● **Exercise task**
Produce an exact copy of the lines from the line that contains "-- sample [819,528]." to the end of the listing below.

>> START Input for this task

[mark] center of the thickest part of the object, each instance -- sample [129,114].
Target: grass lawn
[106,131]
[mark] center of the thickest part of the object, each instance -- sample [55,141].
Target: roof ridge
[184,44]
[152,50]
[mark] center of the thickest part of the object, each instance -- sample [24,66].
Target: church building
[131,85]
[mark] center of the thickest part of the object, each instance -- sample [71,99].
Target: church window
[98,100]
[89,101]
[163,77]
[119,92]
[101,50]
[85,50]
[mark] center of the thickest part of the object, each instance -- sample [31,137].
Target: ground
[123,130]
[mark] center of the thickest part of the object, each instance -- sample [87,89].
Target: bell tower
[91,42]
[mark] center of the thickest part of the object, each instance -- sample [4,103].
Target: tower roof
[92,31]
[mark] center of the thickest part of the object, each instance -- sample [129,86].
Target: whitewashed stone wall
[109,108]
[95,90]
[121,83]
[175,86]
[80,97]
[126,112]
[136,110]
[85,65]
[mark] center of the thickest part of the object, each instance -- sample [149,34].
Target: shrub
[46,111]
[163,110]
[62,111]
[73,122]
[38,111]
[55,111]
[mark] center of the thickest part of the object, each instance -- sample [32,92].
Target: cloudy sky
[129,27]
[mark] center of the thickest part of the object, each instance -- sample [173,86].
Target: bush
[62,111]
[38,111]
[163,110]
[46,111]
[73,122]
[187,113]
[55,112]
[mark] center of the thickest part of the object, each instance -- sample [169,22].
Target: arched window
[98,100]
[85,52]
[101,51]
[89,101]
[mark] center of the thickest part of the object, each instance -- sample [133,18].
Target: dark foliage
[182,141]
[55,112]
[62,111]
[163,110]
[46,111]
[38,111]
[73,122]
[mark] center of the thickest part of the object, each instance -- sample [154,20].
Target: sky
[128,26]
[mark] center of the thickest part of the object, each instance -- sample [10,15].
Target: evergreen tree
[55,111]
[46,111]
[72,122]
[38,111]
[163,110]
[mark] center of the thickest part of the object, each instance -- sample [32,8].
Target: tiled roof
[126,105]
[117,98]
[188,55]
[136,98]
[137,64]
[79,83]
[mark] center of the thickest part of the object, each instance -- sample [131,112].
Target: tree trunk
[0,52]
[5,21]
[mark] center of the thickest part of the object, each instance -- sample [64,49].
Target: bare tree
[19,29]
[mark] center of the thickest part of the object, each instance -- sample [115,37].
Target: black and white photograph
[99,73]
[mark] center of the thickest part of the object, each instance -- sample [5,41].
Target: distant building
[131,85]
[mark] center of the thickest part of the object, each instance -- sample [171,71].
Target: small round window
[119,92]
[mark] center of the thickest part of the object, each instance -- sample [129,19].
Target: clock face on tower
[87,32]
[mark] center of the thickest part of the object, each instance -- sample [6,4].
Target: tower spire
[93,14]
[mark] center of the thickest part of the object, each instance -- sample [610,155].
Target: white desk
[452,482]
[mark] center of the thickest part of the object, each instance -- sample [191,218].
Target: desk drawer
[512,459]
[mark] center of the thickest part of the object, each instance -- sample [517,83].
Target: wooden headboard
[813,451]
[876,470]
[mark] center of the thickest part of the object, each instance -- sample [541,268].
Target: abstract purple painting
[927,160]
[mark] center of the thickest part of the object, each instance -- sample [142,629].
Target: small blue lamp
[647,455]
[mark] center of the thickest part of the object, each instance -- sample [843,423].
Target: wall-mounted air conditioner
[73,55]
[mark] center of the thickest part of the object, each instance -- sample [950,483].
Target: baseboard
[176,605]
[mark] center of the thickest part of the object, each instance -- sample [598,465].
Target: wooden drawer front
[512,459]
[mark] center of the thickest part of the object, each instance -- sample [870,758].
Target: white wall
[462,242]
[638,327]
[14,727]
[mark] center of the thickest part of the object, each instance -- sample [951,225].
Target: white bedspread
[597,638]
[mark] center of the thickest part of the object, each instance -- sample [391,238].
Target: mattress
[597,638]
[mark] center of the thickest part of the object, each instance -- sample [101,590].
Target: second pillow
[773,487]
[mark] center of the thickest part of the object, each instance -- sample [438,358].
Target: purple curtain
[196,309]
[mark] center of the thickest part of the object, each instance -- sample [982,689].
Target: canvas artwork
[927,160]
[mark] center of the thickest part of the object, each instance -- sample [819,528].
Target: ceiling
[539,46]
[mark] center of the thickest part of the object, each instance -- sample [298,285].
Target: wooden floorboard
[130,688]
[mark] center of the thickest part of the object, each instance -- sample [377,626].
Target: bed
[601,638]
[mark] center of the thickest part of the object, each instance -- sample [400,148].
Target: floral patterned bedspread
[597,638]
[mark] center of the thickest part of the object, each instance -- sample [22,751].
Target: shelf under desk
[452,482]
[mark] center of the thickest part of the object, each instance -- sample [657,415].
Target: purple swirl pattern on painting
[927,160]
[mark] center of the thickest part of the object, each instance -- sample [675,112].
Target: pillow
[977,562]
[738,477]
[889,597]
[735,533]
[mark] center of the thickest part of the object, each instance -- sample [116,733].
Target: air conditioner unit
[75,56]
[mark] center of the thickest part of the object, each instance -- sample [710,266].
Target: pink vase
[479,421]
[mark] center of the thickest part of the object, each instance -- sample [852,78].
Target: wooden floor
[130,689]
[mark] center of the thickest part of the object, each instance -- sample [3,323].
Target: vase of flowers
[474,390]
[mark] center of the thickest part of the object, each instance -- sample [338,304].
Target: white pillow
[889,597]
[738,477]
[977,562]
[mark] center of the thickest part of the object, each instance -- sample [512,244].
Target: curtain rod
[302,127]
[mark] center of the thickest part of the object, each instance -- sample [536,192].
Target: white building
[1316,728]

>> END Input for this task

● **Right answer**
[mark] center of the thickest part of the object, each instance -- sample [819,528].
Target: ceiling
[539,46]
[mark] center of the thickest part of the object, each instance -- sample [298,285].
Target: wooden floorboard
[130,688]
[mark] center of the thickest part of the object, each instance -- sample [377,626].
Target: bed
[601,638]
[mark] center of the thickest part of the object, each instance -- sample [400,148].
Target: floral patterned bedspread
[597,638]
[mark] center of the thickest part of the object, each instance -- sample [22,751].
Target: shelf under desk
[452,482]
[mark] center of the thickest part of the object, each instance -- sample [657,415].
Target: purple swirl pattern on painting
[927,160]
[mark] center of the thickest part of the object, each instance -- sample [675,112].
Target: pillow
[977,562]
[738,477]
[889,597]
[735,533]
[mark] center of the thickest part of the object, each instance -- sample [116,733].
Target: air conditioner unit
[75,56]
[mark] center of the thickest part of the object, each instance -- sample [710,266].
Target: pink vase
[479,421]
[mark] center of the thickest part of the object, each instance -- sample [852,78].
Target: wooden floor
[130,689]
[mark] center of the thickest part of the object, each instance -- sample [3,323].
Target: vase of flowers
[474,390]
[mark] center of the thickest part of the object, each instance -- sample [338,304].
Target: white pillow
[889,597]
[738,477]
[977,562]
[mark] center of the thickest part of the object, each instance -- sample [512,244].
Target: curtain rod
[302,127]
[mark] center of the thickest part of the object, each instance -- sample [536,192].
Target: white building
[1316,728]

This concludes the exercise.